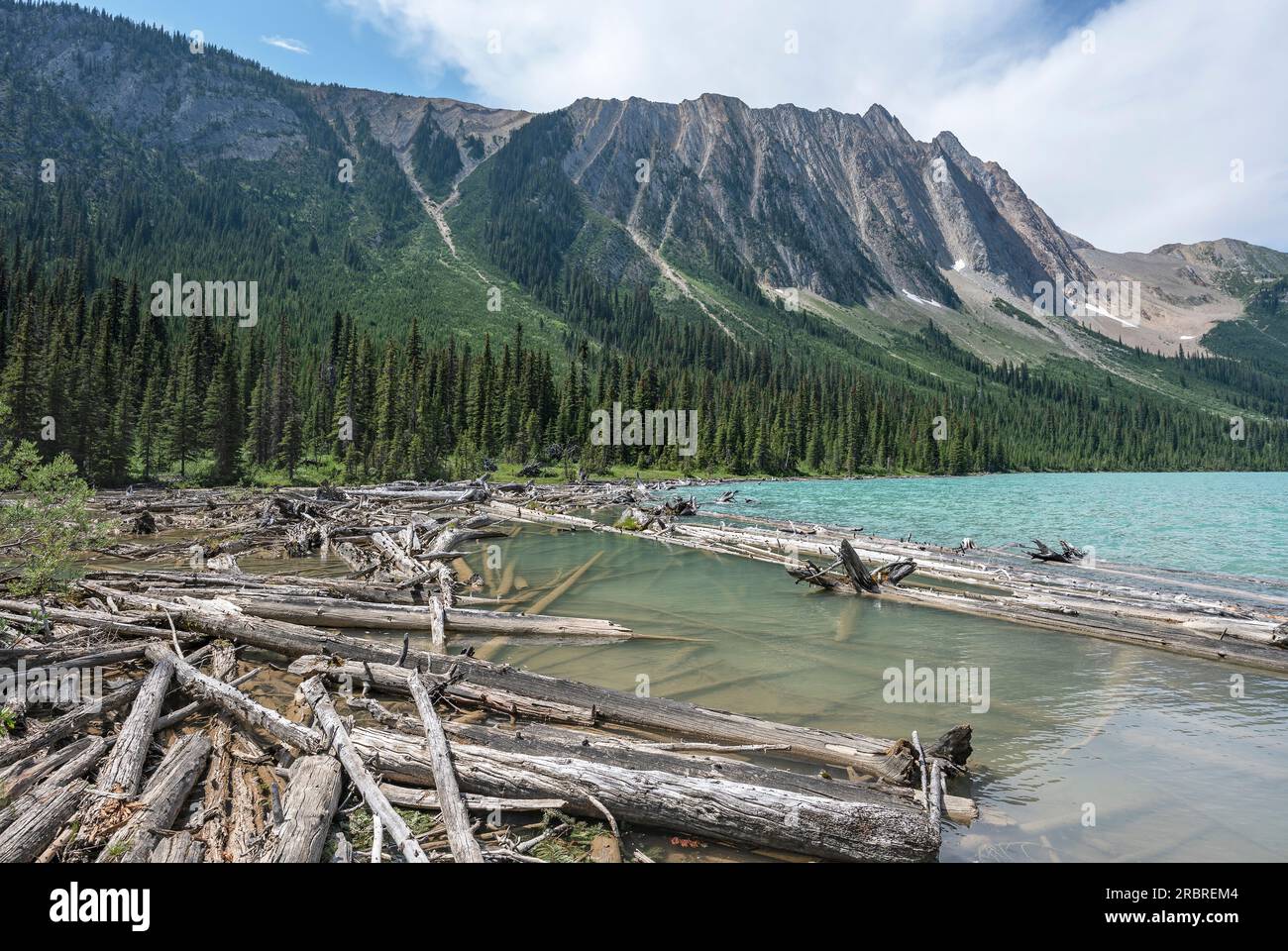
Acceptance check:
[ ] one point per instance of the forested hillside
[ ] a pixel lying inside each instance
(372, 326)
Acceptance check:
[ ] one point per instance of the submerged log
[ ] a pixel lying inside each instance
(456, 818)
(854, 568)
(881, 758)
(233, 701)
(754, 816)
(631, 754)
(338, 737)
(410, 797)
(312, 797)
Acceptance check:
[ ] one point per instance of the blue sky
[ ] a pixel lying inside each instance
(352, 51)
(340, 47)
(1122, 119)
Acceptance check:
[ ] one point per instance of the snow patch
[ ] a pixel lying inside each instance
(914, 299)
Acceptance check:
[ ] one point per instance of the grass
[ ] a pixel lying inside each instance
(572, 844)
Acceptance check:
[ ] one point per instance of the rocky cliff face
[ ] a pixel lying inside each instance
(842, 205)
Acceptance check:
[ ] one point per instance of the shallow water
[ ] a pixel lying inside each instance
(1227, 522)
(1172, 766)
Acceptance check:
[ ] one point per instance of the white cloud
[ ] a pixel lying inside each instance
(283, 43)
(1128, 147)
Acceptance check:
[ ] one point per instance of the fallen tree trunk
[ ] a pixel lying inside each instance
(218, 783)
(312, 797)
(68, 723)
(393, 680)
(410, 797)
(123, 772)
(156, 809)
(885, 759)
(338, 739)
(58, 770)
(330, 612)
(754, 816)
(31, 832)
(456, 818)
(629, 754)
(243, 707)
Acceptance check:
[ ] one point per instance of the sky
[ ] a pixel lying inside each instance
(1133, 123)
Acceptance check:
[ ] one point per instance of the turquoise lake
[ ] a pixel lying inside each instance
(1227, 522)
(1087, 750)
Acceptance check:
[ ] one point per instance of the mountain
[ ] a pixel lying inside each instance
(822, 285)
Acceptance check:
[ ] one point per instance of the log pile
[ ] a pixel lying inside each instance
(1194, 613)
(194, 754)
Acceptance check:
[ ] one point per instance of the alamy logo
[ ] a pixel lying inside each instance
(648, 428)
(179, 298)
(102, 904)
(913, 685)
(51, 685)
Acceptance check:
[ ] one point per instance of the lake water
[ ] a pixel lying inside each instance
(1225, 522)
(1087, 750)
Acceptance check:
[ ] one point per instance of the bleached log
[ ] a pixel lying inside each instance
(312, 797)
(754, 816)
(155, 810)
(123, 772)
(885, 759)
(338, 739)
(180, 848)
(456, 818)
(218, 783)
(391, 680)
(330, 612)
(426, 799)
(38, 826)
(68, 723)
(243, 707)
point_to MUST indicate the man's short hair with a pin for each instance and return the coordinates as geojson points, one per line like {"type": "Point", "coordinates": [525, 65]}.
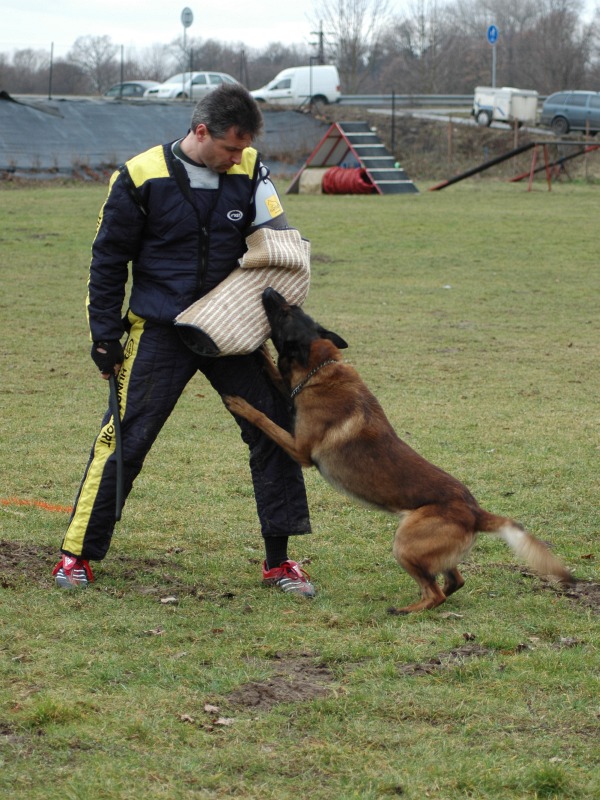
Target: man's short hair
{"type": "Point", "coordinates": [229, 105]}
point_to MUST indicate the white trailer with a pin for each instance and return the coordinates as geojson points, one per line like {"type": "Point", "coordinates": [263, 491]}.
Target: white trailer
{"type": "Point", "coordinates": [504, 105]}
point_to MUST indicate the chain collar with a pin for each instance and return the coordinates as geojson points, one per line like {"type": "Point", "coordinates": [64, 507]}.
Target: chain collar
{"type": "Point", "coordinates": [314, 371]}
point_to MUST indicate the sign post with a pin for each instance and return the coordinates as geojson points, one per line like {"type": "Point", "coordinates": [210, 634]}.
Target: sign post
{"type": "Point", "coordinates": [492, 37]}
{"type": "Point", "coordinates": [187, 17]}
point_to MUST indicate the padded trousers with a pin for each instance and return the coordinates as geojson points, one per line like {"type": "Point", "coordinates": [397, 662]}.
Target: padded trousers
{"type": "Point", "coordinates": [156, 369]}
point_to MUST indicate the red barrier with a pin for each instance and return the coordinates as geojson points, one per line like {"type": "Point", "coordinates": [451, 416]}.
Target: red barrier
{"type": "Point", "coordinates": [341, 180]}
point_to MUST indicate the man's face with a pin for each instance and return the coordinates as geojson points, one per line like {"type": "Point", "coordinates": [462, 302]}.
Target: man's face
{"type": "Point", "coordinates": [220, 154]}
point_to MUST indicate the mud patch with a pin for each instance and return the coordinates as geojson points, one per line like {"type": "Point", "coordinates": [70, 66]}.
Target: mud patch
{"type": "Point", "coordinates": [443, 661]}
{"type": "Point", "coordinates": [295, 679]}
{"type": "Point", "coordinates": [149, 576]}
{"type": "Point", "coordinates": [588, 594]}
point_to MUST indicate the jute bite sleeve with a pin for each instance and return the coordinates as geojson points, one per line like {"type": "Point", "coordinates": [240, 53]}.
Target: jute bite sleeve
{"type": "Point", "coordinates": [230, 319]}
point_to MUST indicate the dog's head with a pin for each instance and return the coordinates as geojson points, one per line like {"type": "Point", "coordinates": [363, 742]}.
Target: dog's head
{"type": "Point", "coordinates": [293, 332]}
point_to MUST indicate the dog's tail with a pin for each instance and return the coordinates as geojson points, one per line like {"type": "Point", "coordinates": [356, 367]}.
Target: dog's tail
{"type": "Point", "coordinates": [535, 553]}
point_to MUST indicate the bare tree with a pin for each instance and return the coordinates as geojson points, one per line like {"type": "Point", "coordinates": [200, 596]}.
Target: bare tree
{"type": "Point", "coordinates": [355, 26]}
{"type": "Point", "coordinates": [96, 56]}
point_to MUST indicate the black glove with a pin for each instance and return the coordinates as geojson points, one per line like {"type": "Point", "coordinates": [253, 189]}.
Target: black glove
{"type": "Point", "coordinates": [106, 361]}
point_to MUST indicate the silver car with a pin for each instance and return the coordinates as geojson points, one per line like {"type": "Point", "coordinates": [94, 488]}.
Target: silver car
{"type": "Point", "coordinates": [189, 85]}
{"type": "Point", "coordinates": [572, 111]}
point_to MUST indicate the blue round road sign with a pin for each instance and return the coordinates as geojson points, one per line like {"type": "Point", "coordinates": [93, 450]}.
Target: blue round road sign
{"type": "Point", "coordinates": [492, 34]}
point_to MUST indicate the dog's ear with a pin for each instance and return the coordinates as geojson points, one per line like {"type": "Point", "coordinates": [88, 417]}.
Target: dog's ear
{"type": "Point", "coordinates": [333, 337]}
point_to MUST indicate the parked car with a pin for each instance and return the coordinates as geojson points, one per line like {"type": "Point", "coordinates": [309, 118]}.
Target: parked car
{"type": "Point", "coordinates": [130, 88]}
{"type": "Point", "coordinates": [296, 86]}
{"type": "Point", "coordinates": [189, 85]}
{"type": "Point", "coordinates": [572, 111]}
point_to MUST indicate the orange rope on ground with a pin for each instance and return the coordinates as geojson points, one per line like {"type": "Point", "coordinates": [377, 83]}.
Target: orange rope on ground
{"type": "Point", "coordinates": [19, 501]}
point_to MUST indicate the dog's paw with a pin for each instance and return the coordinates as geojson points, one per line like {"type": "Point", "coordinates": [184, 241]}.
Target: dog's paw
{"type": "Point", "coordinates": [237, 405]}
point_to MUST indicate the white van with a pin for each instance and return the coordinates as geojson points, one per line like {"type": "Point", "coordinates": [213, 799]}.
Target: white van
{"type": "Point", "coordinates": [299, 86]}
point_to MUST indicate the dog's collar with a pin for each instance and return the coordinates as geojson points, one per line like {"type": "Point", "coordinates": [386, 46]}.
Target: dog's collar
{"type": "Point", "coordinates": [296, 390]}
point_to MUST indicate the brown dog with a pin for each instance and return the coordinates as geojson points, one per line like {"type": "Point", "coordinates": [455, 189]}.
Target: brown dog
{"type": "Point", "coordinates": [341, 429]}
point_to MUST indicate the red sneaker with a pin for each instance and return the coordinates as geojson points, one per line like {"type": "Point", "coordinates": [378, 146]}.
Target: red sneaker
{"type": "Point", "coordinates": [290, 578]}
{"type": "Point", "coordinates": [73, 573]}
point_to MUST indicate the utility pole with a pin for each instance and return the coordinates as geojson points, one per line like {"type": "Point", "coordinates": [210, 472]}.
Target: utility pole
{"type": "Point", "coordinates": [320, 43]}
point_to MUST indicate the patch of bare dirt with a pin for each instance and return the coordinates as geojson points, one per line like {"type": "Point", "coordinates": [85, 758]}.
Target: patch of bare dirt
{"type": "Point", "coordinates": [294, 679]}
{"type": "Point", "coordinates": [444, 661]}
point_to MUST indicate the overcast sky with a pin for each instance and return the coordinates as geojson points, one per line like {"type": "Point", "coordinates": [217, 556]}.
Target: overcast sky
{"type": "Point", "coordinates": [40, 23]}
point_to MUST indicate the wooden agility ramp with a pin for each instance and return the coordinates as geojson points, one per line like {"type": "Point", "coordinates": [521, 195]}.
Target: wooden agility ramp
{"type": "Point", "coordinates": [353, 145]}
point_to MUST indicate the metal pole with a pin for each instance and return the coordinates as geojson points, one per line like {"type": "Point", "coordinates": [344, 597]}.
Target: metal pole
{"type": "Point", "coordinates": [50, 74]}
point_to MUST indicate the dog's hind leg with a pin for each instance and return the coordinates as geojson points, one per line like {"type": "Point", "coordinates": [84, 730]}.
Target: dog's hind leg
{"type": "Point", "coordinates": [427, 544]}
{"type": "Point", "coordinates": [453, 581]}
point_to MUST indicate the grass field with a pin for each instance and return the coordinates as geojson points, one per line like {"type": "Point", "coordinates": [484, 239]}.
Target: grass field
{"type": "Point", "coordinates": [472, 314]}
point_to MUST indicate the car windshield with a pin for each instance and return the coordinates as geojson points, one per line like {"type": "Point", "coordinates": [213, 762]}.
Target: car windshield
{"type": "Point", "coordinates": [179, 78]}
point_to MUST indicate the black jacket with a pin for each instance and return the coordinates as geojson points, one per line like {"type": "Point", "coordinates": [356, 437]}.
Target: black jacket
{"type": "Point", "coordinates": [181, 242]}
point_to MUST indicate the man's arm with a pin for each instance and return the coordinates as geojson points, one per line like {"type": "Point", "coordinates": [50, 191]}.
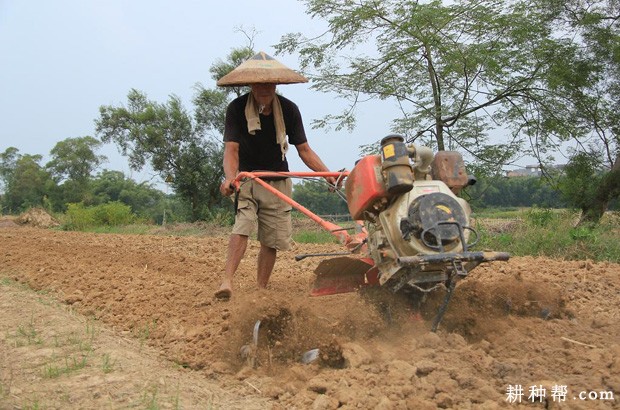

◆ ◆ ◆ ◆ ◆ ◆ ◆

> **Goal of the exercise**
Number of lines above containing the word "water": state it and add nothing else.

> **Result**
2